> **RECORDS TO PROCESS**:
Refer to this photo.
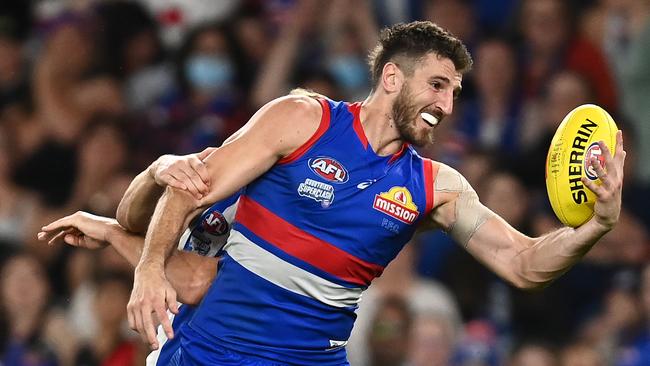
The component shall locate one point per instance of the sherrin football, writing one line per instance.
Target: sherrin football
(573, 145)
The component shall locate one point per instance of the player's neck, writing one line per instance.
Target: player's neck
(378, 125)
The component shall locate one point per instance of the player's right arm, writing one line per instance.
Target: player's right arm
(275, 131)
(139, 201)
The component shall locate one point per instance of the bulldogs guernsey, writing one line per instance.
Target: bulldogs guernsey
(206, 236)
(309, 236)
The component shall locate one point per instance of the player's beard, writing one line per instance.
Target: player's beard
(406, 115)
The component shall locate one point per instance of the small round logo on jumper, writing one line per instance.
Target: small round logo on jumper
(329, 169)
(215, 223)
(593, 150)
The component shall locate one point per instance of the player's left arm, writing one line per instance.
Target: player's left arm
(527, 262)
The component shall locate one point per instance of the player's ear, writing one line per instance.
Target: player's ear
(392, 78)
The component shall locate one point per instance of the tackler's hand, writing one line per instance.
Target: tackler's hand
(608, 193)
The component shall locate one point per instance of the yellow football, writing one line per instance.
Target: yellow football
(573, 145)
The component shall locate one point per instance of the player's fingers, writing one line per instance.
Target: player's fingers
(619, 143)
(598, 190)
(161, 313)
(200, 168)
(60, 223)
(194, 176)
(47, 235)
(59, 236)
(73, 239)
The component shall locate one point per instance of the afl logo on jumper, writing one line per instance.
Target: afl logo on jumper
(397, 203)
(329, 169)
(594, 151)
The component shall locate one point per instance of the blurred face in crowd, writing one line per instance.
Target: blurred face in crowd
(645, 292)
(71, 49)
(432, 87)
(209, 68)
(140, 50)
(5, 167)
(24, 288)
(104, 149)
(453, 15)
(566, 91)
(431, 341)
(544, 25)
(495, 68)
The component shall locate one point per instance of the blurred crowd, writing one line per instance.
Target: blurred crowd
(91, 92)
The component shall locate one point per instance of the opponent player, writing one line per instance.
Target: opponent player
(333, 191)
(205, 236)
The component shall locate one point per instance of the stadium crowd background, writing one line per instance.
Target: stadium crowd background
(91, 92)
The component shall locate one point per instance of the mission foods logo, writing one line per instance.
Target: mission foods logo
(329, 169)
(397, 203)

--

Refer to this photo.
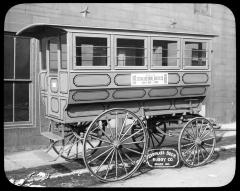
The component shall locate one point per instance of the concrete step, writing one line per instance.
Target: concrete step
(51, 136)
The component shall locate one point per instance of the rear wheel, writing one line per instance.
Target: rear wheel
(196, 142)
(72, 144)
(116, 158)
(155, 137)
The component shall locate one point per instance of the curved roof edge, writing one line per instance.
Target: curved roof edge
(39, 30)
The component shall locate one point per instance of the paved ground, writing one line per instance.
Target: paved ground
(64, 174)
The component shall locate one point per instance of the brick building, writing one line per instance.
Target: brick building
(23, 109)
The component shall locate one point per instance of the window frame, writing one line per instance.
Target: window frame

---

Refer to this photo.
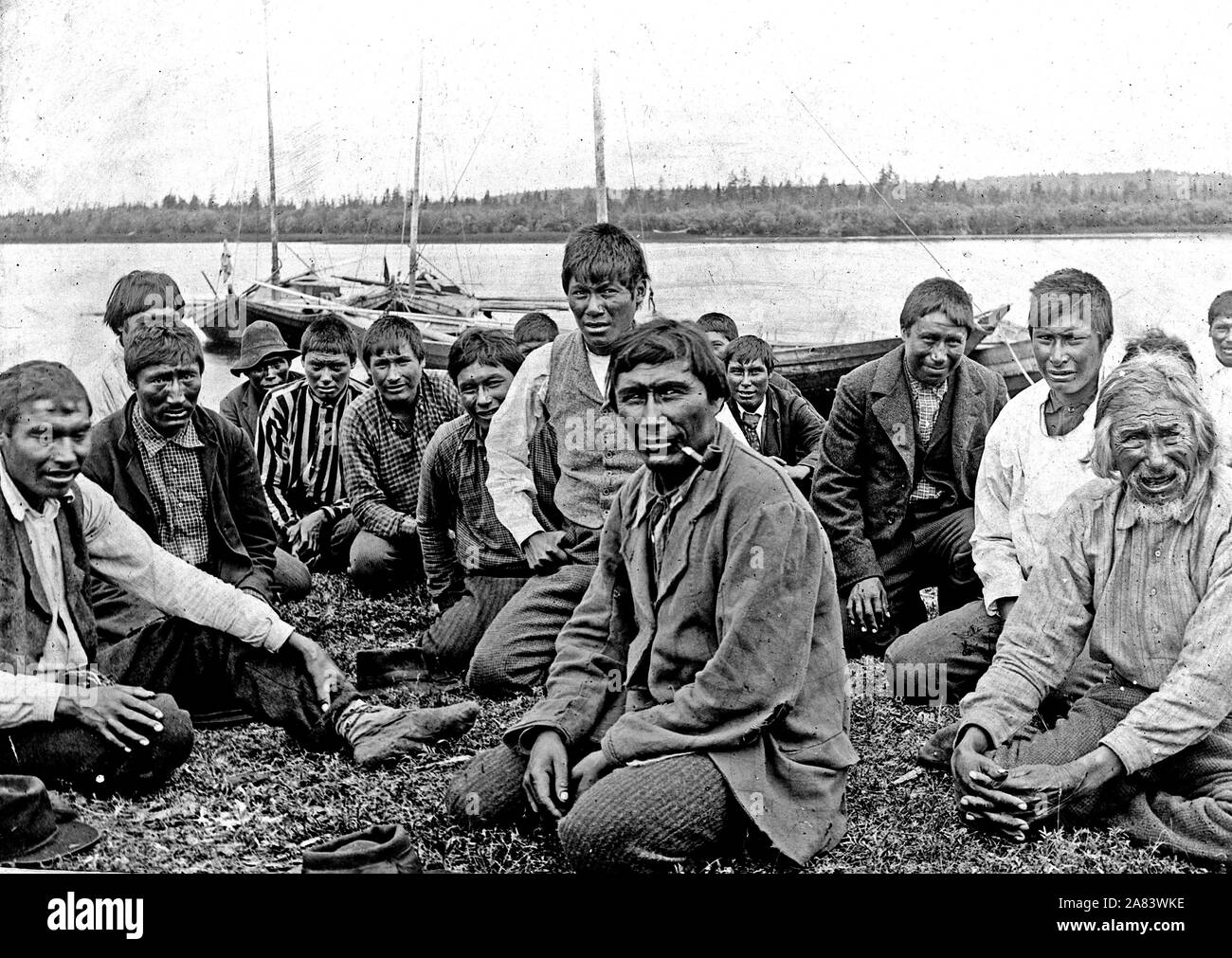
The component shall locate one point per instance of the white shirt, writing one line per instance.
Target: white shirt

> **WHAT YOU ARE ASKED TO DO**:
Find each line in the listing above that contains the word "step" and copy those lines out in full.

> **TASK RESPONSE**:
The component shall locate one point per instance of the concrete step, writing one line per instance.
Target: concrete step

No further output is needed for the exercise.